Everything in the records below except the images should be output exactly as written.

──────

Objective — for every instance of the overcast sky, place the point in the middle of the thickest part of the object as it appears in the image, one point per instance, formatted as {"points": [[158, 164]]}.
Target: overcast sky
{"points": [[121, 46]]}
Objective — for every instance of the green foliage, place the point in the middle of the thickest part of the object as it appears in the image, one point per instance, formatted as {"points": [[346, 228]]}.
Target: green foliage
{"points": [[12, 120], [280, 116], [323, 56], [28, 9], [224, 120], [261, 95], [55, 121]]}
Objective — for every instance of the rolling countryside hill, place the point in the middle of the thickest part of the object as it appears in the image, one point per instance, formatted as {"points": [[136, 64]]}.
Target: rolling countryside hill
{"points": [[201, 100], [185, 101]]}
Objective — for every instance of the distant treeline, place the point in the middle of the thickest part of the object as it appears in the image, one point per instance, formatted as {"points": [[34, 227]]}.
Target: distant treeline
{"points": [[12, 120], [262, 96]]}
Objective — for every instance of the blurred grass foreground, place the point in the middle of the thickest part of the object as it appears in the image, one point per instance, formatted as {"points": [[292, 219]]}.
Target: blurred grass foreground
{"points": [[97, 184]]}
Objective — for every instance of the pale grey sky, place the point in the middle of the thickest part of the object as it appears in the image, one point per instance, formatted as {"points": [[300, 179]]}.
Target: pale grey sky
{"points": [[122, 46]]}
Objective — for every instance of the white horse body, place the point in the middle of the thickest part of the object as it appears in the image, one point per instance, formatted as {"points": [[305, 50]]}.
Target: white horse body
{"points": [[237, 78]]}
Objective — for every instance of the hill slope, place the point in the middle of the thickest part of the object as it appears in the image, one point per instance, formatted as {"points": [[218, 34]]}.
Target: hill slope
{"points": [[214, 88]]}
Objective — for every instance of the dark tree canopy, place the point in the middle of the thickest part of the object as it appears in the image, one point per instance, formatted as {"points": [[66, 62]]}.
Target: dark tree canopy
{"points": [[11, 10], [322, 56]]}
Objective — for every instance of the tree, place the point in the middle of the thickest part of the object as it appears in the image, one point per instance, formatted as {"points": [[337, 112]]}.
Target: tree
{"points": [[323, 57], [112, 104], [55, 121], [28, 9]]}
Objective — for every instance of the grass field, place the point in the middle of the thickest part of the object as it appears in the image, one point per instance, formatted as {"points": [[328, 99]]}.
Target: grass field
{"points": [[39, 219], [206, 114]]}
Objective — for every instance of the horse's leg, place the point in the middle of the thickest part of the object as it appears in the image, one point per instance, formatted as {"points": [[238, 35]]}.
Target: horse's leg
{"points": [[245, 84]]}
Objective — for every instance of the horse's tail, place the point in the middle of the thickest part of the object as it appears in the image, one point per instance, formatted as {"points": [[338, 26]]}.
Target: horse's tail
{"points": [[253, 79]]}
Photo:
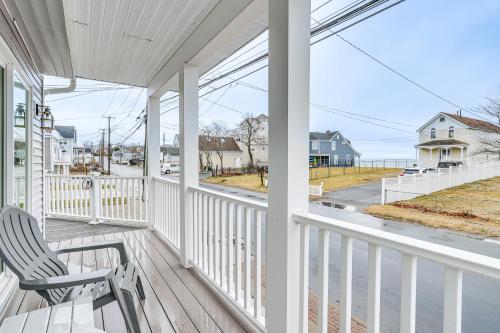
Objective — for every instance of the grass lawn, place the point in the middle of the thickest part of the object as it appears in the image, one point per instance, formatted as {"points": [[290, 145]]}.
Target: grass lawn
{"points": [[472, 208], [336, 178]]}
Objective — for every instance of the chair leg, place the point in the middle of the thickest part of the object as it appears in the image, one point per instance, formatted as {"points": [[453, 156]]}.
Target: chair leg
{"points": [[140, 289], [125, 301]]}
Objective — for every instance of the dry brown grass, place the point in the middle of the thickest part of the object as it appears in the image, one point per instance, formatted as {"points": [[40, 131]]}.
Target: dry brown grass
{"points": [[472, 208], [337, 179]]}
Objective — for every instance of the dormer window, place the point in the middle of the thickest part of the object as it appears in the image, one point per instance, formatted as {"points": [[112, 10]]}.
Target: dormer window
{"points": [[451, 132]]}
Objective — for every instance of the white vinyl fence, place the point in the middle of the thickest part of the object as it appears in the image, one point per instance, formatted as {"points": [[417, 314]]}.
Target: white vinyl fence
{"points": [[122, 199], [412, 186]]}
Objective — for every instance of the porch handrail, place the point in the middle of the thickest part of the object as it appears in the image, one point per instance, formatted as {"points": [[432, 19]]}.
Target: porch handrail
{"points": [[260, 205], [114, 198], [469, 261], [455, 261]]}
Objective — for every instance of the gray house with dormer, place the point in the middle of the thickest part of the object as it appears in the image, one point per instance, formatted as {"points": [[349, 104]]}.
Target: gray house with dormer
{"points": [[331, 149]]}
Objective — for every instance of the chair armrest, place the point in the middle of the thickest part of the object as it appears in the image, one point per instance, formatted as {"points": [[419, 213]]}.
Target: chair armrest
{"points": [[116, 244], [66, 281]]}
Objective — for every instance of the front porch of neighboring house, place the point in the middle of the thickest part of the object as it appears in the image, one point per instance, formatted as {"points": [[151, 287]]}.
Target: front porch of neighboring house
{"points": [[212, 261], [435, 151]]}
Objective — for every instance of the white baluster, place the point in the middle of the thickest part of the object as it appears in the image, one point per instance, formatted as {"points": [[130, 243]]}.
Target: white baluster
{"points": [[346, 284], [452, 314], [373, 315], [408, 293], [304, 275]]}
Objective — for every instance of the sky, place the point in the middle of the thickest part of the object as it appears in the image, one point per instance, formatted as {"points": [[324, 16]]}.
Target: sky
{"points": [[451, 48]]}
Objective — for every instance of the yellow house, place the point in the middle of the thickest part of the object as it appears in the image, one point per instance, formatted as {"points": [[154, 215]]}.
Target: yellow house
{"points": [[453, 137]]}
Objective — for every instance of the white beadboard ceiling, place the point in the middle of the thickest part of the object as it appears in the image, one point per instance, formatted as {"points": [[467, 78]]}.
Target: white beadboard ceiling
{"points": [[134, 42]]}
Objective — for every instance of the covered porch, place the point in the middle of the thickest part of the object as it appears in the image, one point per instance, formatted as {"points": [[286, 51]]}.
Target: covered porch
{"points": [[213, 261], [432, 152]]}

──────

RESPONSE BOX:
Objective — for every instance of the overcast sky, place the point in the middle of the thickest part of the object as it appears in the image, one point per instance, formatted as {"points": [[158, 164]]}.
Target: overcast sky
{"points": [[121, 46]]}
Objective — for every instance of the green foliage, place the point in the middle of the thickest part of the object as it appears in the image, one point per instance, formatted as {"points": [[346, 228]]}.
Target: green foliage
{"points": [[12, 120], [280, 116], [323, 56], [28, 9], [224, 120], [261, 95], [55, 121]]}
Objective — for every instance of the rolling countryside hill, place the point in the middle of the thickest part of the object as it appears in the image, one point per instance, formatted as {"points": [[136, 64]]}.
Target: rolling countryside hill
{"points": [[201, 100], [185, 101]]}
Objective — for every instance of the distant treeline, place the point in the middle of the thickest part of the object as it appears in the image, one point per instance, formatted as {"points": [[34, 227]]}.
Target: distant treeline
{"points": [[12, 120], [262, 96]]}
Objective — for every instance of the blurred grass foreground, place the point in the middle of the thickest part of the object as it appears in the image, one point per instance, formatted as {"points": [[292, 219]]}.
Target: blurred grass foreground
{"points": [[97, 184]]}
Objective — for every instance of the pale grey sky, place the point in the middle of the thickest part of the object as it appears in the image, one point per instance, formatted as {"points": [[300, 179]]}.
Target: pale grey sky
{"points": [[122, 46]]}
Objective — for every instance of the white horse body, place the point in the middle of the thickest part of the object as it appears in the image, one point per instance, formatted as {"points": [[305, 50]]}.
Target: white horse body
{"points": [[237, 78]]}
Objective — for every instance of the hill slope, place the point in the middle of the thickest part of the object as it appears in the image, one point per instance, formatted as {"points": [[218, 34]]}.
Target: hill slope
{"points": [[214, 88]]}
Objective — for every instance of the dark tree canopy, place the point in the middle of the thickest part of the object as it appears in the image, one point per instance, formatted as {"points": [[66, 62]]}.
Target: dark tree canopy
{"points": [[11, 10], [322, 56]]}
Objective — for every instance of the tree, place the point in the middle of the thickest part of the object as it appears in the image, one point per instance, formatted as {"points": [[337, 112]]}.
Target: tree
{"points": [[323, 57], [112, 104], [55, 121], [28, 9]]}
Objective — for every instance of the grass field, place the point in the middle of the thickest part of the object as it appears in the image, one point per instance, formatted as {"points": [[328, 99]]}.
Target: grass field
{"points": [[39, 219], [206, 114]]}
Objective — for every instance of the horse's leg, place the point in the middle of the thickest part of the object as it appears in the image, one point per instance, formatted as {"points": [[238, 35]]}.
Target: horse's leg
{"points": [[245, 84]]}
Objective — for every instance of the horse's tail, place the point in the middle of the thickest part of the object as it appears in the image, one point per instance, formatted as {"points": [[338, 26]]}.
Target: horse's tail
{"points": [[253, 79]]}
Photo:
Objective — for every instance of the grass lawn, place the point in the middle of the thickest part of the object as it appears in the image, one point per instance, formatted as {"points": [[290, 145]]}.
Target: grass lawn
{"points": [[472, 208], [336, 178]]}
Objective — for every instance of the chair leg, place the point in the middle of the thickest part of the object as it appears in the image, one point per instance, formatted as {"points": [[453, 156]]}.
Target: chair leg
{"points": [[140, 289], [125, 301]]}
Objective — for every instance of the dry brown grass, place the point in the middle of the thickest part of the object as it appears in the image, one point per instance, formatted as {"points": [[40, 131]]}.
Target: dry brown grass
{"points": [[472, 208], [337, 179]]}
Objective — for every instance of the dormer window, place the point in the middle of the thickest part of the object as it appears in the image, one point per instance, formatted as {"points": [[112, 10]]}.
Target: dormer window
{"points": [[451, 132]]}
Objective — for every instance of the white vinyl fence, place the point in the middle of the thickest part of the object as it appears in the image, one point per instance, formatted as {"points": [[417, 314]]}.
Target: white vinyl fence
{"points": [[122, 199], [412, 186]]}
Objective — for every instance of the porch handrail, place the point in the middle of the thickest part of the object as it appears in the image, one point per instance, formatted as {"points": [[432, 19]]}.
Target: porch handrail
{"points": [[260, 205], [114, 198], [469, 261], [455, 261]]}
Objective — for every instance of the gray house with dormer, place the point in the middle of the thickest part of the object as it appears in the image, one point per instance, formatted as {"points": [[349, 104]]}.
Target: gray house with dormer
{"points": [[331, 149]]}
Objective — for every instance of the chair armrest, place the point in the middle of the thickest part of the object as it appears in the image, one point per instance, formatted as {"points": [[419, 213]]}.
Target: chair armrest
{"points": [[116, 244], [66, 281]]}
Objective — for every instance of the front porch of neighboring house, place the point in the middle of the thickest part of the object as it appears in the image, one point per instance, formatted as {"points": [[151, 287]]}.
Target: front porch of neighboring house
{"points": [[212, 261], [435, 151]]}
Objective — for every instance of the white baluster, place the point in the middle of the thickest part of the object as it appears in the image, one point per instance, formatted as {"points": [[130, 243]]}.
Target: white baluster
{"points": [[346, 284], [452, 314], [373, 315], [408, 293], [304, 275]]}
Objective — for every instance of the sky, place the point in the middle of the thickest part of the object as it appears in the image, one point per instance, formatted as {"points": [[324, 16]]}.
Target: sky
{"points": [[451, 48]]}
Objective — for every instance of the yellow house, place the point in the middle of the thickest part of the object as it appears in the image, one point per instance, formatted as {"points": [[154, 215]]}.
Target: yellow house
{"points": [[453, 137]]}
Objective — for every instance of the white beadboard ceiling, place the point in the middle of the thickest part of the object as it appears in the image, one point per instance, formatted as {"points": [[467, 78]]}.
Target: white beadboard ceiling
{"points": [[134, 42]]}
Objective — for every instance of the covered porch, place the point in the middle of the thickest part of the object as it appears in the image, one point per instance, formatted as {"points": [[286, 51]]}.
Target: covered porch
{"points": [[213, 261], [432, 152]]}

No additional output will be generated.